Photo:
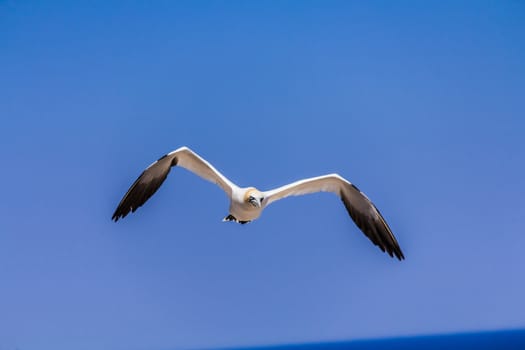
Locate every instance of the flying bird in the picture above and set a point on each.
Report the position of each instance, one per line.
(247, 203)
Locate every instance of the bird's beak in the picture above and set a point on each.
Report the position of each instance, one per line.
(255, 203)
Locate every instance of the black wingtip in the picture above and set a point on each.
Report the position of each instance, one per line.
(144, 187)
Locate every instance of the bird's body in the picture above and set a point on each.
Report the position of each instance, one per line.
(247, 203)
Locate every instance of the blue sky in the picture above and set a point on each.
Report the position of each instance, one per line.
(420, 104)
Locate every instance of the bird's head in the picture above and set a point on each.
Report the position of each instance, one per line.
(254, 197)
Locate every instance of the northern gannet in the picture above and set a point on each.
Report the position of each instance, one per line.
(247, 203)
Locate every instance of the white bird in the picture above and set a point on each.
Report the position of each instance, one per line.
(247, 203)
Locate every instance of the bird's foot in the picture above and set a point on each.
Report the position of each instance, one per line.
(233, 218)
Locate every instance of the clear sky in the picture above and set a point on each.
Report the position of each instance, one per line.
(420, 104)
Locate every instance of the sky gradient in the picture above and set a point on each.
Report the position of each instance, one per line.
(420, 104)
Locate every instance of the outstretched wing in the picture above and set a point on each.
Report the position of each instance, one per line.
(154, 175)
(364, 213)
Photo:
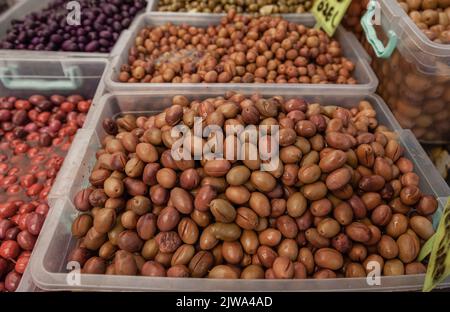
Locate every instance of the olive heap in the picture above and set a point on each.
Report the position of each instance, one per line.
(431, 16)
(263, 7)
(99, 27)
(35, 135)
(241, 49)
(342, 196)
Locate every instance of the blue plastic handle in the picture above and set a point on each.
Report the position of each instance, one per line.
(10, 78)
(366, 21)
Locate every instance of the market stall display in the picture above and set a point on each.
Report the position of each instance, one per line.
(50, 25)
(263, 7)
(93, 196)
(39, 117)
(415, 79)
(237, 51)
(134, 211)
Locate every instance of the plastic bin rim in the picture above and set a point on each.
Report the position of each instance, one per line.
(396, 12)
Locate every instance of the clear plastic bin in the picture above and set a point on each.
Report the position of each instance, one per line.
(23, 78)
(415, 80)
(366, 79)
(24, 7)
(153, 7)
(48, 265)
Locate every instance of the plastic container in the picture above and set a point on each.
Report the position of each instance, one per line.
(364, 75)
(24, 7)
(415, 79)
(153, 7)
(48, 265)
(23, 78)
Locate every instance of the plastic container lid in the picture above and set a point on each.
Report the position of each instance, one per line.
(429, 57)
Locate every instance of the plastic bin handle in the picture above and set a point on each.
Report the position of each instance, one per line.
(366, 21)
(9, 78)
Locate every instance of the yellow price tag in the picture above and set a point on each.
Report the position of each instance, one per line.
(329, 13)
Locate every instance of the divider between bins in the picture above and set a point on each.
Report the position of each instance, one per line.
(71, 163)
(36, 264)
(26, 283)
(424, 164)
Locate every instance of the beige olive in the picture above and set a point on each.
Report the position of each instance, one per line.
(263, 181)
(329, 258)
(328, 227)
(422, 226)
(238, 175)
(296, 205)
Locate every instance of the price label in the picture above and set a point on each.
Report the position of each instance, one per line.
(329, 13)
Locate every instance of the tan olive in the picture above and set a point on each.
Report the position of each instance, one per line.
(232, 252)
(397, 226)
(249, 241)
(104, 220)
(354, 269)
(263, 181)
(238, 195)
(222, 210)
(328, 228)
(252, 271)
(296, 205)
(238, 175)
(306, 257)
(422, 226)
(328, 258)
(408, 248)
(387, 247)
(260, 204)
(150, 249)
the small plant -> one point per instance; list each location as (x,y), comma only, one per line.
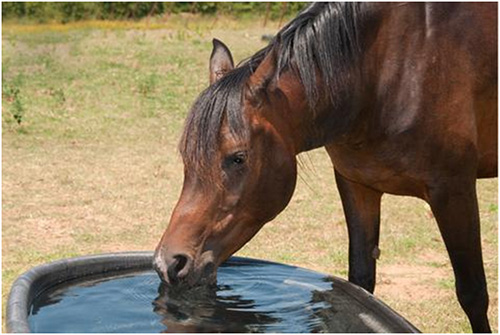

_ _ _ _

* Prompt: Each entry above should be reproduced exactly, with the pictures removed.

* Task output:
Photo:
Locate every instance of the flying bird in the picture above and set a point on each.
Report the position of each instance, one per line.
(247, 203)
Locate every instance of the bird's beak in the picture above and set a point on each.
Report the position of each instance, one per line.
(255, 203)
Locate every instance of the black wingtip in the picture above and set a point on each.
Report the position of each instance, one per line.
(144, 187)
Locate every instance of the bird's body in the picture above and set a point on each.
Report the position of each instance, one per line.
(247, 203)
Locate every instance of the blue sky in the picture above and set a point on each.
Report the position of each instance, one per line.
(420, 104)
Locate every instance of the bird's head in the picture above and set a point on each.
Report the position of each instance, one per line.
(254, 197)
Locate every instance of the northern gannet in the picture above and set a point on each.
Report the position of each instance, one per line.
(247, 203)
Locate every instance of the white bird in the picture above and set a point on each.
Report the position of each instance, one per line.
(247, 203)
Locate every instance of the bird's foot in the picture above and set a point on each.
Report the position of each instance, one per line.
(233, 218)
Locate every instance of the clear sky in the picture above and set a point on each.
Report the position of each instance, one per line.
(420, 104)
Locate every instance of the sky gradient in the picture above and set a point on each.
Report the position of each instance, one per line.
(420, 104)
Locate every instance of the outstretched wing in the picture above and set a point on each.
Report the position of each instance, one per line.
(154, 175)
(364, 213)
Photo:
Locate every instance of the olive heap in the picture above and set a point on each.
Report the position of each instance, one per line.
(431, 16)
(263, 7)
(99, 27)
(35, 135)
(241, 49)
(342, 196)
Locate every instance of the blue plastic handle in the picture above and set a point on each.
Report the position of each instance, one per line.
(10, 78)
(366, 21)
Locate every instance of the market stall display in the picture above and set a point on each.
Report the position of each instance, one per line.
(50, 25)
(263, 7)
(93, 196)
(39, 117)
(415, 79)
(237, 51)
(134, 211)
Locate every instance of the plastic bin rim in the picture above and set a point on each.
Report the position of each instance, one per line.
(396, 12)
Locate every instance of the clear plastic bin in the picture above and set a point on each.
Report the position of each instance, one per line.
(23, 78)
(415, 80)
(366, 79)
(24, 7)
(153, 7)
(48, 265)
Locate every instance of the plastic container in the picture above and set a point on each.
Report the position of each instance, one per line.
(364, 75)
(24, 7)
(415, 79)
(153, 7)
(48, 265)
(23, 78)
Locate every instance of the plastic container lid in the picture above and set a point on each.
Report the position of each instance, one per line.
(429, 57)
Locate every instance of the plastic bin handle in the picture above and set a point on each.
Report the position of each instance, one per line.
(366, 21)
(9, 78)
Locate every instance of the yellow price tag in the picture above and set a point on each.
Report the position of each instance, one per line.
(329, 13)
Locate every instance of the divider between bins in the picture above and set a point on each.
Report the position of each instance, one per line.
(71, 163)
(36, 264)
(26, 283)
(424, 164)
Locate every instance of the beige olive in the picture above and set a point on each.
Report the position of each instance, one per line.
(263, 181)
(329, 258)
(328, 227)
(422, 226)
(238, 175)
(296, 205)
Locate every instance of the price label in the picture above and set a point on each.
Report the position of each instance, one per line.
(329, 13)
Locate every instance of the tan olive in the picture above and set a point on each.
Report the position of each instance, one per line.
(232, 252)
(397, 226)
(249, 241)
(104, 220)
(354, 269)
(263, 181)
(238, 195)
(222, 210)
(328, 228)
(252, 271)
(296, 205)
(238, 175)
(306, 257)
(422, 226)
(328, 258)
(408, 248)
(387, 247)
(260, 204)
(150, 249)
the small plant -> one point per instance; list each location as (x,y), comma only, one per line.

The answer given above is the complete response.